**Exercise description:** Copy the items below word for word, starting at the line that has "Where can the jagged" and continuing to the end of the items. Leave out the pictures.
--- start of Dataset excerpts ---
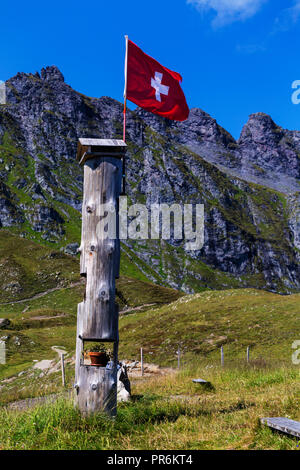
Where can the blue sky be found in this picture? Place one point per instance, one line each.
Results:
(236, 57)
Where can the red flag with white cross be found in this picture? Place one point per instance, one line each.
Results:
(152, 86)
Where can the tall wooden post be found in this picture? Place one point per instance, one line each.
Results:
(97, 315)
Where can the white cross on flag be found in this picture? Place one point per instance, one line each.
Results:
(153, 87)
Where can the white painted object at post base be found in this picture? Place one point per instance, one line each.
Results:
(2, 92)
(2, 352)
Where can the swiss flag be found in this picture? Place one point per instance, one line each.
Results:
(153, 87)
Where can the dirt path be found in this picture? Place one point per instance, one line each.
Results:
(133, 309)
(42, 294)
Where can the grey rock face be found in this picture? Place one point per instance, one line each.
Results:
(249, 187)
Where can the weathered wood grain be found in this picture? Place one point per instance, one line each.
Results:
(97, 316)
(99, 260)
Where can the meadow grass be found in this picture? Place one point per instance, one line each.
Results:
(170, 412)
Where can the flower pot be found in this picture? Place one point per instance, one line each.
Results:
(99, 359)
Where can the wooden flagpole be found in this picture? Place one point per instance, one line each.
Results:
(125, 90)
(124, 111)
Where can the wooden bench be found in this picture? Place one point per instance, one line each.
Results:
(285, 425)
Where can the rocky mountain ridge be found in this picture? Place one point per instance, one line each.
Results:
(249, 187)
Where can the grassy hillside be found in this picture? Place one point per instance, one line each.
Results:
(169, 412)
(203, 322)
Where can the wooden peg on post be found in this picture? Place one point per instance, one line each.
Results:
(97, 317)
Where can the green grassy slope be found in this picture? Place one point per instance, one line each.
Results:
(169, 412)
(201, 323)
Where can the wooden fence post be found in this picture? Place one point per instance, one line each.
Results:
(142, 362)
(97, 315)
(62, 362)
(178, 358)
(222, 356)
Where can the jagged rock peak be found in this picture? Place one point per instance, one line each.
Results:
(51, 73)
(260, 128)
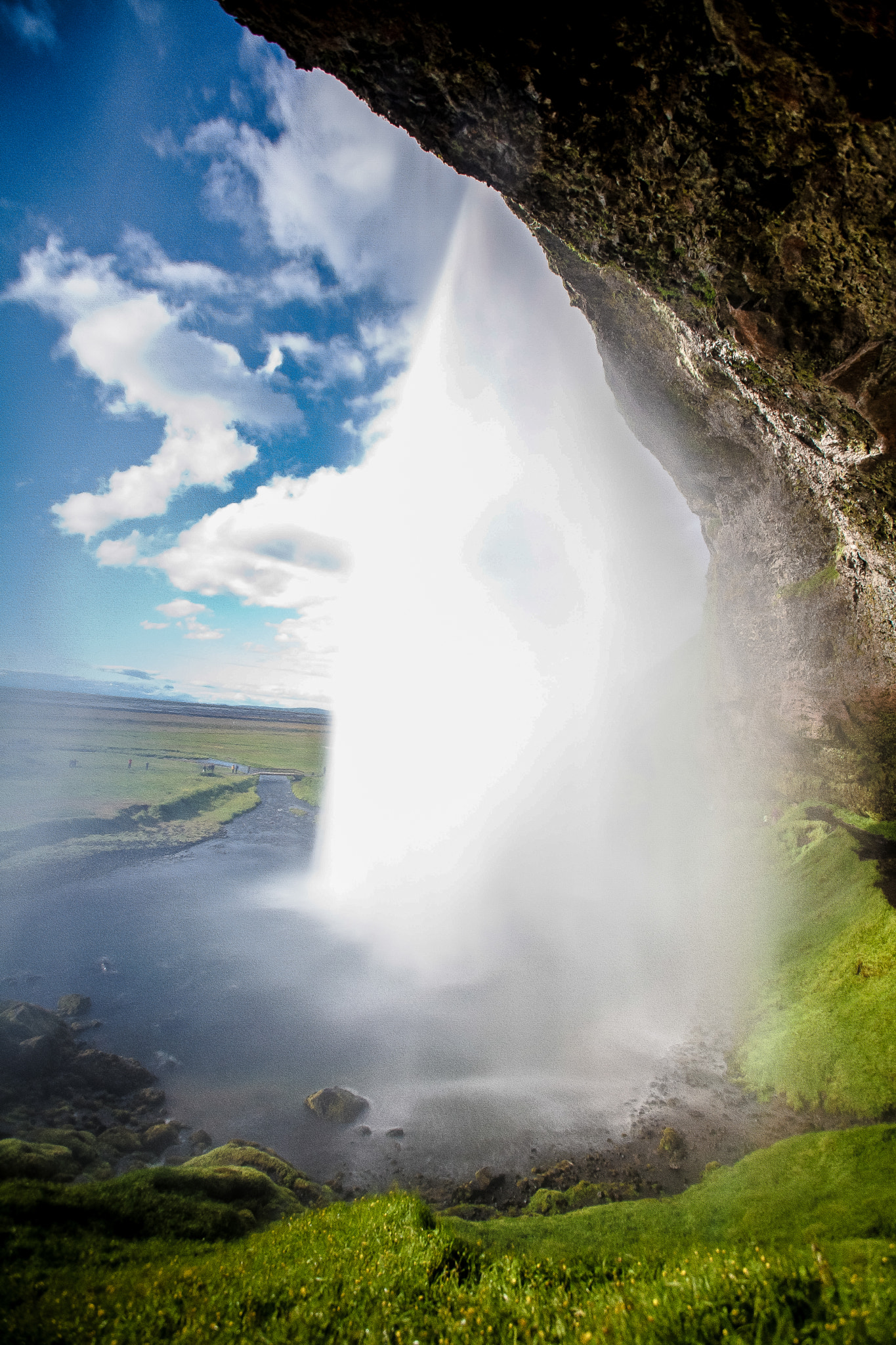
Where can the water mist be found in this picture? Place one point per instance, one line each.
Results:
(515, 824)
--- end of Dataset excerpts ---
**Response to the exercise:**
Where can the jagged rock peak be found in this picture? Place one point per instance, one line each.
Results:
(51, 73)
(260, 128)
Where can the water mist be found in this picture? Place one point per instance, one line each.
Results:
(515, 824)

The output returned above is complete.